TEXT SECTION:
+ + + + +

This is a gimme. Obviously, the question that Roger has posed is about the 8-year trend of observed mean surface temperature. I'm going to use an ordinary least squares (OLS) fit because that is what is already available for the models, and it is also by far the most commonly used method for trend estimation and has well understood properties. For some unstated reason, Roger chose to use Cochrane-Orcutt estimates for the observed data that he plotted in his picture, but I do not know how well that method performs for such a short time series or how it compares to OLS. Anyone who wishes to repeat the analysis using C-O should find it easy enough in principle, they will need to get the raw model output (freely available) and analyse it in that manner. I would bet a large sum of money that this will not change the results qualitatively.

2. Define a null hypothesis.

Easy enough, the null hypothesis H0 here that I wish to test is that the models correctly predict the planetary temperature trend over 2000-2007. If anyone has any other suggestion for what null hypothesis makes sense in this situation, I'm all ears.

3. Define an alternative hypothesis.

"H0 is false". This all seems too easy so far....there must be something scary around the corner.

4. Obtain the null distribution, which is simply the sampling distribution of the test statistic given that the null hypothesis is true.

OK, now the real work - such as it is - starts. First, we have the distribution of trends predicted by the models. As RC have shown, this is well approximated by a Gaussian N(0.19,0.21). (I am going to stick with decadal trends throughout rather than using a mix of time scales to give me less chance of embarassingly dropping factors of 10 as Roger has done in several places in his post. He has also plotted his blue "95%" lines in the wrong place too, but I've got bigger fish to fry.) There are firm theoretical reasons why we should expect a Gaussian to provide a good fit (basically the Central Limit Theorem). This distribution isn't quite what we need, however. The model output (as analysed) uses perfect knowledge of the model temperature, whereas the observed estimate for the planet is calculated from limited observational coverage. In fact, CRU estimate their observational errors at about 0.025 for each year's mean (at one standard deviation). This introduces a small additional uncertainty of about 0.04 on the decadal trend. That is, if the true planetary trend is X, say, then the observational analysis will give us a number in the range [X-0.08,X+0.08] with 95% probability.

+ + + + +

ASSIGNED TASK:
Please restate the stretch of the temperature-trend text from "Easy enough, the" through "I'm all ears.", swapping "models" for "simulations".

SUPPLIED ENTRIES:
+ + + + +

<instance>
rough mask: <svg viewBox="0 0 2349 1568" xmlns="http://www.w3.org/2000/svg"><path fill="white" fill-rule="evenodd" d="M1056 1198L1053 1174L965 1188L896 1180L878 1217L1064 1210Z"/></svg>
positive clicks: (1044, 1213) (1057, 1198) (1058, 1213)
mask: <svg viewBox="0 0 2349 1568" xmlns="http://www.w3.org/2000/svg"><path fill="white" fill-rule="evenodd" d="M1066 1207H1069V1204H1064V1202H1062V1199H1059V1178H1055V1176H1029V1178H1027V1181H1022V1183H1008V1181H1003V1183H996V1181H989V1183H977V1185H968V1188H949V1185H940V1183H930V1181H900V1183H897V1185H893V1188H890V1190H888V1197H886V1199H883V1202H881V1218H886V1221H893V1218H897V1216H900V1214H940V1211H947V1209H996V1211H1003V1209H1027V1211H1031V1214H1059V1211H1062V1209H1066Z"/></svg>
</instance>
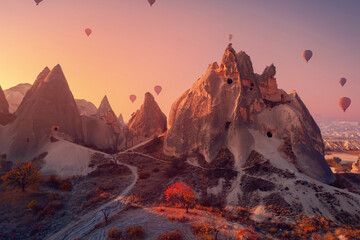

+ + + + +

WRITTEN SOLUTION:
Easy enough, the null hypothesis H0 here that I wish to test is that the simulations correctly predict the planetary temperature trend over 2000-2007. If anyone has any other suggestion for what null hypothesis makes sense in this situation, I'm all ears.